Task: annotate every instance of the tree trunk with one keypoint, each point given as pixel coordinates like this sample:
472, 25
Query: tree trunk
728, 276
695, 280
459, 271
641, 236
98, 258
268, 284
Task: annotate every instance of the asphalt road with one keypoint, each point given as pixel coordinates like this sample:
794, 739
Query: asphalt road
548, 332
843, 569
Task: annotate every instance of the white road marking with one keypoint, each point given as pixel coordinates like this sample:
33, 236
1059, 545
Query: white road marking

+++

**DESCRIPTION OF THE TASK**
Copy out the data verbatim, starting at the line that contains "Task: annotate every instance of the white" and ending at the final line of the data.

**TASK ANSWER**
Task: annotate every instance of the white road marking with one keypoint, each point given as pixel coordinates like this sample:
33, 236
1059, 545
Query: white road marking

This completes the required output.